> _INSTRUCTIONS TO FOLLOW_
Transcribe the lines of the records starting with the one that has "Then it returns" in it and ending with the last, and transcribe nothing else.

__________

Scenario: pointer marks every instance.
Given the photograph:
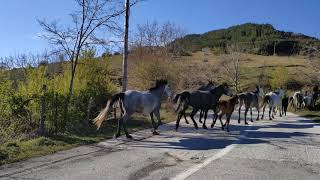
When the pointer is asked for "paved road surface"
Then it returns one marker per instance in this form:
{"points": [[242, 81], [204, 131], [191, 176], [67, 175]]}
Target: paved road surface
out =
{"points": [[287, 148]]}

__________

> _SOLUTION FOR THIS PROBLEM_
Then it returns one marker per instance in this form:
{"points": [[242, 81], [204, 131], [191, 176], [67, 175]]}
Target: paved road surface
out =
{"points": [[287, 148]]}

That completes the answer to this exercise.